● **PROVIDED MATERIAL**
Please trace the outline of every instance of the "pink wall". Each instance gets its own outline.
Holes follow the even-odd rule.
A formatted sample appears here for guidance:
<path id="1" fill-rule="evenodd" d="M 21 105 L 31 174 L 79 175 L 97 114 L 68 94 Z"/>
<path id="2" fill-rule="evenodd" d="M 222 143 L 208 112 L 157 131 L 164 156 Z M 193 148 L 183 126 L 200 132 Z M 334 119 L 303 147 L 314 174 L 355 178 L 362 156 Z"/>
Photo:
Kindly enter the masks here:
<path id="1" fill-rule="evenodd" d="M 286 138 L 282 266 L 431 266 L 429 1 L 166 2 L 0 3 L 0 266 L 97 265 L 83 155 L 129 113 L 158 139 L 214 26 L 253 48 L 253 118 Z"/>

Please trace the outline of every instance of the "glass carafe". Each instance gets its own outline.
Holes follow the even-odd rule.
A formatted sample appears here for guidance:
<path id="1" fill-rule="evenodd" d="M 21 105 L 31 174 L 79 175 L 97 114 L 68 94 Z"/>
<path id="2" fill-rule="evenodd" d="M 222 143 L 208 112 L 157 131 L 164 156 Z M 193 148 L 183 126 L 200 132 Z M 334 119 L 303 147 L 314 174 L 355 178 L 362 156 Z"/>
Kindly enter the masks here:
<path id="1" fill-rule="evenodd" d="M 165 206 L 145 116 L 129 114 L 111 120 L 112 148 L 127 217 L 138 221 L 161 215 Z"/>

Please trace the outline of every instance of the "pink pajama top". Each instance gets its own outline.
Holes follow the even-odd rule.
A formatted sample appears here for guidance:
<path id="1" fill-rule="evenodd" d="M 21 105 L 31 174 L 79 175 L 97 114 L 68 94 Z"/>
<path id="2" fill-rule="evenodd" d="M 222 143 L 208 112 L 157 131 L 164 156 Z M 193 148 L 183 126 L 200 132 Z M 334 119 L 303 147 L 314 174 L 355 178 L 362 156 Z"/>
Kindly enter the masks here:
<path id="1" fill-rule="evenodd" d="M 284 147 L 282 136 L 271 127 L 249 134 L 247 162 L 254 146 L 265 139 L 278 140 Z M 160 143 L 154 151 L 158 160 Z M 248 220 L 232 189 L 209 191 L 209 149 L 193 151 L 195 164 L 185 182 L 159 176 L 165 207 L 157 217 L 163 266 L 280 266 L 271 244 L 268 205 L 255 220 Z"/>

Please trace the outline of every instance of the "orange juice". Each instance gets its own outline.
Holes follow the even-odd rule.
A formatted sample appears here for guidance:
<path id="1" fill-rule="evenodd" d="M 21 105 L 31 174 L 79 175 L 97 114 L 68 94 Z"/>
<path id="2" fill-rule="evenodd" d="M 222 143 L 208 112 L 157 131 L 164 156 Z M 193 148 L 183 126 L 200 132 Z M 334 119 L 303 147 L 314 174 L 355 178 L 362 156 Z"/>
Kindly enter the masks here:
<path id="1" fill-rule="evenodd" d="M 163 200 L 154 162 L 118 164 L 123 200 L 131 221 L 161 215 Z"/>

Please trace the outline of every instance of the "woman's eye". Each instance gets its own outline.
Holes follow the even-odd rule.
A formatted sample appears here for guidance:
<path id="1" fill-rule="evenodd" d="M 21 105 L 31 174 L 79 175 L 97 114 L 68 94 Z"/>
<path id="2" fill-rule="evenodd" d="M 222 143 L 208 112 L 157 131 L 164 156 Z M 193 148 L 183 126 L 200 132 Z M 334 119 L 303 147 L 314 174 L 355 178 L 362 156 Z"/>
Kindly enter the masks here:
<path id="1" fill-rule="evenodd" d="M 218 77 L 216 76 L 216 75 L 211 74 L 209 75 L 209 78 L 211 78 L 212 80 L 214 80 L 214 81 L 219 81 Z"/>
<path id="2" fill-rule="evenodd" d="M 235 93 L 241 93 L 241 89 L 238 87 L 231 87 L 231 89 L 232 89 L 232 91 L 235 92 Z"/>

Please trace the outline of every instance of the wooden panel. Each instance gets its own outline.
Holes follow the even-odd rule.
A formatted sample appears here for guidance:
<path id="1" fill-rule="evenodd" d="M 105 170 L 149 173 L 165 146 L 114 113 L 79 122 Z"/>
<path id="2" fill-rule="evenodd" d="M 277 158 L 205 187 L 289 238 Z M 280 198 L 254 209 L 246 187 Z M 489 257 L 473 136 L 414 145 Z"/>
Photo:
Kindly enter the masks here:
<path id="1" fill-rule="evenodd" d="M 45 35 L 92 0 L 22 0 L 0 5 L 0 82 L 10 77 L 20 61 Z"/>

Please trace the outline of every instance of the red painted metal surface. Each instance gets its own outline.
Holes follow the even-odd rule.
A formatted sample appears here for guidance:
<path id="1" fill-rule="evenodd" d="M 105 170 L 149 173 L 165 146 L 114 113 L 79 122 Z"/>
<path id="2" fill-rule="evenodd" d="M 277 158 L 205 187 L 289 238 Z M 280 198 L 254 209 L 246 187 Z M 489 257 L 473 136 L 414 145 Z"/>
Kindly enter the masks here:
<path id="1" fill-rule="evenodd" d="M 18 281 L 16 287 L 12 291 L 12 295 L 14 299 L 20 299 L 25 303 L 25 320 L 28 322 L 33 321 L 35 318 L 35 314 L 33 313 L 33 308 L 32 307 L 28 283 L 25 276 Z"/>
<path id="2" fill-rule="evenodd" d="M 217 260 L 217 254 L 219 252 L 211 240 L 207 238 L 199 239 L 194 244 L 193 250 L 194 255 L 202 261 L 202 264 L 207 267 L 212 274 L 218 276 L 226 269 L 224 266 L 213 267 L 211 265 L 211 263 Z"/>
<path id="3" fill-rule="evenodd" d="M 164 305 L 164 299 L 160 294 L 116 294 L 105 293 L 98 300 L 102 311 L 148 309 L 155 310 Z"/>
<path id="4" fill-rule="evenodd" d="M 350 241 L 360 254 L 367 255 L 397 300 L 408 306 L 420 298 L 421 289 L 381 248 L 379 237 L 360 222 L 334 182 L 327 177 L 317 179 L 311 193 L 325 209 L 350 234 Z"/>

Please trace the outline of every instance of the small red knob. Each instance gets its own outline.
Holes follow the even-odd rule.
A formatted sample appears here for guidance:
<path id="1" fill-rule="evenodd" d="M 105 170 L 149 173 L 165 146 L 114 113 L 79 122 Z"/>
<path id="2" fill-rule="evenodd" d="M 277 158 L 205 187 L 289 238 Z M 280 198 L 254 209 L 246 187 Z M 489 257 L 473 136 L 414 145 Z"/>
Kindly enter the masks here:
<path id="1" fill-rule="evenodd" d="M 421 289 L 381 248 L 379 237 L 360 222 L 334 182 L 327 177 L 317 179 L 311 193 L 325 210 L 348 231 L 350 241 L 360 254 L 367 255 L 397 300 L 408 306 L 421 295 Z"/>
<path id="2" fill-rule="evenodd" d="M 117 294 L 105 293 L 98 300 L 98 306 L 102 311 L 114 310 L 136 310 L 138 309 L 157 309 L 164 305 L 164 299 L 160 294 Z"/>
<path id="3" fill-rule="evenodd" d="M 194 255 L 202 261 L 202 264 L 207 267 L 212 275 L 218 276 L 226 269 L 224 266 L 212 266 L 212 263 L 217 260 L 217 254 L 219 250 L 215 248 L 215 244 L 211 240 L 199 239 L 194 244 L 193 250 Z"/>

● **PROBLEM REQUIREMENTS**
Rename "formatted sample" to "worked example" throughout the data above, and reproduce every line with nothing else changed.

● **WRITTEN RESPONSE**
Please trace the outline of every instance of the "pink wall". Each instance gets its own outline.
Holes follow the even-odd rule.
A worked example appears here for guidance:
<path id="1" fill-rule="evenodd" d="M 21 105 L 31 174 L 79 175 L 97 114 L 68 94 Z"/>
<path id="2" fill-rule="evenodd" d="M 222 143 L 208 112 L 157 131 L 164 156 Z M 193 148 L 183 126 L 200 132 Z M 334 119 L 303 147 L 314 174 L 355 178 L 362 156 Z"/>
Photo:
Kindly enter the masks here:
<path id="1" fill-rule="evenodd" d="M 286 138 L 282 266 L 431 266 L 429 1 L 166 2 L 0 3 L 0 266 L 97 265 L 83 155 L 129 113 L 158 139 L 214 26 L 253 48 L 253 118 Z"/>

Please trace the outline of every instance of the "glass carafe". Each instance gets its own outline.
Holes follow the even-odd rule.
A worked example appears here for guidance:
<path id="1" fill-rule="evenodd" d="M 21 105 L 31 174 L 79 175 L 97 114 L 68 94 Z"/>
<path id="2" fill-rule="evenodd" d="M 222 143 L 208 112 L 157 131 L 164 156 Z M 193 148 L 183 126 L 200 132 Z M 334 119 L 303 147 L 314 174 L 355 178 L 362 156 Z"/>
Kindly enter the masks here:
<path id="1" fill-rule="evenodd" d="M 165 206 L 145 116 L 129 114 L 111 120 L 112 148 L 127 217 L 138 221 L 161 215 Z"/>

Please trace the outline of every instance of the "pink pajama top". Each instance gets its own outline.
Holes follow the even-odd rule.
A worked example appears here for guidance:
<path id="1" fill-rule="evenodd" d="M 21 105 L 31 174 L 79 175 L 97 114 L 68 94 Z"/>
<path id="2" fill-rule="evenodd" d="M 222 143 L 208 112 L 157 131 L 164 156 Z M 193 148 L 183 126 L 200 132 Z M 334 119 L 303 147 L 314 174 L 355 178 L 362 156 Z"/>
Kindly enter the masks here:
<path id="1" fill-rule="evenodd" d="M 284 147 L 282 136 L 271 127 L 249 134 L 247 162 L 254 146 L 265 139 L 278 140 Z M 160 143 L 154 151 L 158 160 Z M 248 220 L 232 189 L 209 191 L 209 149 L 193 151 L 195 164 L 185 182 L 159 176 L 165 207 L 157 217 L 163 266 L 280 266 L 271 244 L 268 205 L 255 220 Z"/>

Please trace the outline of every instance of the "orange juice". Each instance gets its own outline.
Holes follow the even-odd rule.
A worked example appears here for guidance:
<path id="1" fill-rule="evenodd" d="M 21 105 L 31 174 L 79 175 L 97 114 L 68 94 Z"/>
<path id="2" fill-rule="evenodd" d="M 222 143 L 208 112 L 157 131 L 164 156 Z M 193 148 L 183 126 L 200 132 Z M 334 119 L 303 147 L 314 174 L 355 178 L 362 156 Z"/>
Kindly enter the masks here:
<path id="1" fill-rule="evenodd" d="M 163 200 L 154 162 L 118 164 L 123 200 L 131 221 L 161 215 Z"/>

Please trace the outline of every instance of the "woman's eye". Each instance gets its own outline.
Holes follow the even-odd rule.
A worked example appears here for guidance:
<path id="1" fill-rule="evenodd" d="M 21 105 L 31 174 L 79 175 L 97 114 L 68 94 Z"/>
<path id="2" fill-rule="evenodd" d="M 222 143 L 208 112 L 157 131 L 164 156 Z M 193 148 L 183 126 L 200 132 Z M 334 119 L 303 147 L 314 174 L 355 178 L 362 156 Z"/>
Kindly enter the masks here:
<path id="1" fill-rule="evenodd" d="M 218 77 L 216 76 L 216 75 L 211 74 L 209 75 L 209 78 L 211 78 L 212 80 L 214 80 L 214 81 L 219 81 Z"/>
<path id="2" fill-rule="evenodd" d="M 235 93 L 241 93 L 241 89 L 238 87 L 231 87 L 231 89 L 232 89 L 232 91 L 235 92 Z"/>

Please trace the outline of every instance of the wooden panel. Each instance gets its own outline.
Holes follow the even-odd rule.
A worked example appears here for guidance:
<path id="1" fill-rule="evenodd" d="M 105 170 L 149 173 L 165 146 L 114 113 L 79 122 Z"/>
<path id="2" fill-rule="evenodd" d="M 277 158 L 205 187 L 289 238 Z M 280 198 L 254 209 L 246 187 Z M 489 257 L 473 136 L 414 145 Z"/>
Photo:
Kindly enter the masks here:
<path id="1" fill-rule="evenodd" d="M 45 35 L 92 0 L 22 0 L 0 5 L 0 82 L 10 77 L 20 61 Z"/>

Please trace the outline of every instance of the red painted metal surface. Each instance gets its own outline.
Holes follow the even-odd rule.
A worked example appears here for guidance:
<path id="1" fill-rule="evenodd" d="M 105 170 L 149 173 L 165 146 L 114 113 L 79 122 Z"/>
<path id="2" fill-rule="evenodd" d="M 277 158 L 205 187 L 289 238 Z M 280 198 L 254 209 L 246 187 Z M 489 257 L 473 136 L 414 145 Z"/>
Kindly enter the masks here:
<path id="1" fill-rule="evenodd" d="M 18 281 L 16 287 L 12 291 L 12 295 L 14 299 L 20 299 L 25 303 L 25 320 L 28 322 L 33 321 L 35 318 L 35 314 L 33 313 L 33 308 L 32 307 L 28 283 L 25 276 Z"/>
<path id="2" fill-rule="evenodd" d="M 217 260 L 217 254 L 219 252 L 211 240 L 207 238 L 199 239 L 194 244 L 193 250 L 194 255 L 202 261 L 202 264 L 207 267 L 212 274 L 218 276 L 226 269 L 224 266 L 213 267 L 211 265 L 211 263 Z"/>
<path id="3" fill-rule="evenodd" d="M 164 305 L 164 299 L 160 294 L 116 294 L 105 293 L 98 300 L 102 311 L 148 309 L 155 310 Z"/>
<path id="4" fill-rule="evenodd" d="M 350 241 L 360 254 L 367 255 L 397 300 L 408 306 L 420 298 L 421 289 L 381 248 L 379 237 L 360 222 L 334 182 L 327 177 L 317 179 L 311 193 L 325 209 L 350 234 Z"/>

Please trace the outline of every instance of the small red knob. Each instance gets its own outline.
Holes follow the even-odd rule.
A worked example appears here for guidance:
<path id="1" fill-rule="evenodd" d="M 105 170 L 149 173 L 165 146 L 114 113 L 79 122 Z"/>
<path id="2" fill-rule="evenodd" d="M 277 158 L 205 187 L 289 238 Z M 280 198 L 254 209 L 246 187 Z M 489 257 L 473 136 L 414 145 Z"/>
Kindly enter the masks here:
<path id="1" fill-rule="evenodd" d="M 421 289 L 381 248 L 379 237 L 360 222 L 334 182 L 327 177 L 317 179 L 311 193 L 325 210 L 348 231 L 350 241 L 360 254 L 367 255 L 397 300 L 408 306 L 421 295 Z"/>
<path id="2" fill-rule="evenodd" d="M 117 294 L 105 293 L 98 300 L 98 306 L 102 311 L 114 310 L 136 310 L 138 309 L 157 309 L 164 305 L 164 299 L 160 294 Z"/>
<path id="3" fill-rule="evenodd" d="M 194 255 L 202 261 L 202 264 L 207 267 L 212 275 L 218 276 L 226 269 L 224 266 L 212 266 L 212 263 L 217 260 L 217 254 L 219 250 L 215 248 L 215 244 L 211 240 L 199 239 L 194 244 L 193 250 Z"/>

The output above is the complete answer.